Progressives might yet have reason to embrace the US electoral college

Posted in: Democracy and voter preference, Global politics, Political history, Political ideologies, US politics

Christopher Fauske is a Professor of Media and Communications at Salem State University.

The 1876 US presidential election is back in play, at least for those gaming out every small detail of what might—or might not—happen in the aftermath of November 3. And, for once, it seems necessary to include that usually redundant ‘or not’.

Complicating that particular gaming scenario, though, is the Blue Wave of 2018 that might actually have done something no one was thinking about at the time - protecting the integrity of the much-maligned electoral college.

But first, as they say, some background.

Hallmarks of Fascism?

In ‘The election that could break America’ Barton Gellman details a variety of scenarios the Trump campaign and its surrogates are developing to establish a framework to discredit any result except a Trump win. It is a playbook part 1920s Italian fascism, part Viktor Orbán meets Jarosław Kaczyński, and part US electoral politics as they used to be done, but with a kick in the tail.

Goal of the exercise:
Reproduce the essay on the electoral college word for word, from its title to its final sentence. The entries have no connection to the essay on the electoral college.

[Excerpts from a pointing dataset]

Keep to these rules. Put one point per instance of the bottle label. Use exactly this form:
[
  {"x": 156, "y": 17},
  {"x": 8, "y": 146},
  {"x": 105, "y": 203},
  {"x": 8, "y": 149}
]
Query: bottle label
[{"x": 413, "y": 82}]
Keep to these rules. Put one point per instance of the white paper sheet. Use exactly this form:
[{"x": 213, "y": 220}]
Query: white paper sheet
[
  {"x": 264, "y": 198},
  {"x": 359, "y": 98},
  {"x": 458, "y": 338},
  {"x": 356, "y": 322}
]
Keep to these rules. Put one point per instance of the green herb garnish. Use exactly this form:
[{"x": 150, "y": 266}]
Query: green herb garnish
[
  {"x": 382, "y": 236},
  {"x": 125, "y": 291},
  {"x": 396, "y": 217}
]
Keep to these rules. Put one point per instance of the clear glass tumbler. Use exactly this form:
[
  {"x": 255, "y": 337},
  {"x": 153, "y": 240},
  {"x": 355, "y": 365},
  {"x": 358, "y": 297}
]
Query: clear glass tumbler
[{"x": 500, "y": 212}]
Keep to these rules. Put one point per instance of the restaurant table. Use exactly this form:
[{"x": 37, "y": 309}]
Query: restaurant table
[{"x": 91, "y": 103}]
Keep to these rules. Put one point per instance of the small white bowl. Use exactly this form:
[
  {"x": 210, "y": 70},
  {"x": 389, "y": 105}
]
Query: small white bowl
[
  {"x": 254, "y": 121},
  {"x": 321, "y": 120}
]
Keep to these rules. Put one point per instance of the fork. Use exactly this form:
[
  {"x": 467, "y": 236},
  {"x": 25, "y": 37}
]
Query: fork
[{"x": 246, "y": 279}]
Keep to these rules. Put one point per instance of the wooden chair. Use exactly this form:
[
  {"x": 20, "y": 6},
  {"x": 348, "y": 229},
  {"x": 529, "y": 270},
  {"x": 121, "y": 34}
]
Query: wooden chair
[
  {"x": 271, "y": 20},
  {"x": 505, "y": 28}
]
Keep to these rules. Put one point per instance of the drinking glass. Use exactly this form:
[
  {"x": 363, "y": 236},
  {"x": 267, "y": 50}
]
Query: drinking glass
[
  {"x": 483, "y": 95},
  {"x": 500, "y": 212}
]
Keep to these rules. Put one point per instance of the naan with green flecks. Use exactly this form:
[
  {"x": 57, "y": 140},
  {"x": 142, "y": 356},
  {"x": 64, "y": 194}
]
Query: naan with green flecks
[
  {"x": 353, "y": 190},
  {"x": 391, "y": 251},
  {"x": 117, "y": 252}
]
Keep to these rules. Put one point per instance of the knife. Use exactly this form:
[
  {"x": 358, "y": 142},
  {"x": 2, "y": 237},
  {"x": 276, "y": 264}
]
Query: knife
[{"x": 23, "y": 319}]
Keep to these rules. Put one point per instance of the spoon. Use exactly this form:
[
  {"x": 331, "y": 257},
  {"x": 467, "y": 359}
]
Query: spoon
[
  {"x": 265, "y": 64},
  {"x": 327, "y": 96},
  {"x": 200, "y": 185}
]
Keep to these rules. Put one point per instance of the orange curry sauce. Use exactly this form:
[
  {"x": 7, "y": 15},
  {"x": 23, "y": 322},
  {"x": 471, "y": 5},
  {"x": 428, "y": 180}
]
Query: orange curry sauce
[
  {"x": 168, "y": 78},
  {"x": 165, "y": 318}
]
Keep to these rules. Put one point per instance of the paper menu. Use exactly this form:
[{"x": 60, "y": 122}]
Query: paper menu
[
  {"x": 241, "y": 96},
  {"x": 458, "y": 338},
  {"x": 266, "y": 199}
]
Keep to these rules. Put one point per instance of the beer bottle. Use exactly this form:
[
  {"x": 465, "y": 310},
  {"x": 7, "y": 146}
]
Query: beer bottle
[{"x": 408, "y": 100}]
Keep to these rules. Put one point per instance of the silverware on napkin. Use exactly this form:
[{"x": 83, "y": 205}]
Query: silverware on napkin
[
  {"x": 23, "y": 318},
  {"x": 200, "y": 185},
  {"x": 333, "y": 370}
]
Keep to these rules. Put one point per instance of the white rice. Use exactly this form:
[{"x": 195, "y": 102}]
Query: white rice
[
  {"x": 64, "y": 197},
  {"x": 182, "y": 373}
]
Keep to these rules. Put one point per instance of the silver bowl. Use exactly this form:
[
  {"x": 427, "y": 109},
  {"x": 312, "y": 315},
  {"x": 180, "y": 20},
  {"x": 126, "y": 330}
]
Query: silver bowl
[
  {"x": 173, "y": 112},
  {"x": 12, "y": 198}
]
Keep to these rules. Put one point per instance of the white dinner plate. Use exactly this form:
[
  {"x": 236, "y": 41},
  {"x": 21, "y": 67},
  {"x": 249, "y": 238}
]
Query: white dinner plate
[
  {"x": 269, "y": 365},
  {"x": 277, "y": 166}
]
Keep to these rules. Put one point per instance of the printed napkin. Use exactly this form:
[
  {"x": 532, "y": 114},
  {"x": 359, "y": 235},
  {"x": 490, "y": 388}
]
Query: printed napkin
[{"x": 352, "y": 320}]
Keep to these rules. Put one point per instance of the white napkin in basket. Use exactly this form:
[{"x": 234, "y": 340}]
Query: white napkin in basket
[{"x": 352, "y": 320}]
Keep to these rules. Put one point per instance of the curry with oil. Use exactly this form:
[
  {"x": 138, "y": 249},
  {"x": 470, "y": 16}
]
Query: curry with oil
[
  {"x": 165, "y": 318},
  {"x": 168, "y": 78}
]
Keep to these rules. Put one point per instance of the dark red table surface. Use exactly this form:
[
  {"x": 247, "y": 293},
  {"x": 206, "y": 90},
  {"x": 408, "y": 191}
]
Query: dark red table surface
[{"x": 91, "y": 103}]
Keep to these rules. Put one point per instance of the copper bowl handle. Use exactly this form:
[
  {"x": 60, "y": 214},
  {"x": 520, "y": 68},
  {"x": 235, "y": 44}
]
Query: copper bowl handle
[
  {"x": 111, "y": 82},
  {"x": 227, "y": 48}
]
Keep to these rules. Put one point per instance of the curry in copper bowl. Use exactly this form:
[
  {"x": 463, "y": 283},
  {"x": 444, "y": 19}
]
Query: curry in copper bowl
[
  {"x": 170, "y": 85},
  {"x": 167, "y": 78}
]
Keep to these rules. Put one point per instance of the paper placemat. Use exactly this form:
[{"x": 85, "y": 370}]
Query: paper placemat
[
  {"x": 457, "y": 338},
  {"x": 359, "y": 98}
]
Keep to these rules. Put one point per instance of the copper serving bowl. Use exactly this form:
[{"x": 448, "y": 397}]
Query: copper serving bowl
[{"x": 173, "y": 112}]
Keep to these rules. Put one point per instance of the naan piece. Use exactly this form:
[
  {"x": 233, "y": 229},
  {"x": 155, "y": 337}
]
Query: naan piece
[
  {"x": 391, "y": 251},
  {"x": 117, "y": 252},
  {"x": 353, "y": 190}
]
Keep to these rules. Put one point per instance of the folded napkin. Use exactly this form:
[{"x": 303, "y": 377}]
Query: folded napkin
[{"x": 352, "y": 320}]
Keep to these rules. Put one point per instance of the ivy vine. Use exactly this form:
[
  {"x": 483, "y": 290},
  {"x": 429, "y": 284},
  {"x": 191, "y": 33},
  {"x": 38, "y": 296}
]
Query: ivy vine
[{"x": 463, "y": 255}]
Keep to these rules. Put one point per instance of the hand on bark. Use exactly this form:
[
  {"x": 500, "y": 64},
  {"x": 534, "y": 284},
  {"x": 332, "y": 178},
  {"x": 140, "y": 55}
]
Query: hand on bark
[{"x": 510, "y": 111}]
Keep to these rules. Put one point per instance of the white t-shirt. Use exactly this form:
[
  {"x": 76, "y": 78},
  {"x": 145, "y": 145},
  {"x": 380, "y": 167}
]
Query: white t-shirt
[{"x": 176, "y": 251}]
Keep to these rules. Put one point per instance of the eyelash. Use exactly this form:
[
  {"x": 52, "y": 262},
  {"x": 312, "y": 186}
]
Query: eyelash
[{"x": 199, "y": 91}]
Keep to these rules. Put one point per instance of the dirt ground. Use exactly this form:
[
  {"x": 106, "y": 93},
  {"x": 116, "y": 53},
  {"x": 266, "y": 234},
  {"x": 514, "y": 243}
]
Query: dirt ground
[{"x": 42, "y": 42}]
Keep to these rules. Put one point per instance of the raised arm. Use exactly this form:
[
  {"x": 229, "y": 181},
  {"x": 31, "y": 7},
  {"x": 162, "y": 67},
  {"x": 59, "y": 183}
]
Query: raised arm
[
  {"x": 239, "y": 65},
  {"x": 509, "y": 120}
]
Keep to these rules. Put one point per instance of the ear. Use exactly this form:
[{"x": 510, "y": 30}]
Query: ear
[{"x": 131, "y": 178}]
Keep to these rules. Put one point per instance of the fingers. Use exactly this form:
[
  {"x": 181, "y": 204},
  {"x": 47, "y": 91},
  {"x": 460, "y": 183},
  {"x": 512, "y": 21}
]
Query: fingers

Correct result:
Progressives might yet have reason to embrace the US electoral college

Posted in: Democracy and voter preference, Global politics, Political history, Political ideologies, US politics

Christopher Fauske is a Professor of Media and Communications at Salem State University.

The 1876 US presidential election is back in play, at least for those gaming out every small detail of what might—or might not—happen in the aftermath of November 3. And, for once, it seems necessary to include that usually redundant ‘or not’.

Complicating that particular gaming scenario, though, is the Blue Wave of 2018 that might actually have done something no one was thinking about at the time - protecting the integrity of the much-maligned electoral college.

But first, as they say, some background.

Hallmarks of Fascism?

In ‘The election that could break America’ Barton Gellman details a variety of scenarios the Trump campaign and its surrogates are developing to establish a framework to discredit any result except a Trump win. It is a playbook part 1920s Italian fascism, part Viktor Orbán meets Jarosław Kaczyński, and part US electoral politics as they used to be done, but with a kick in the tail.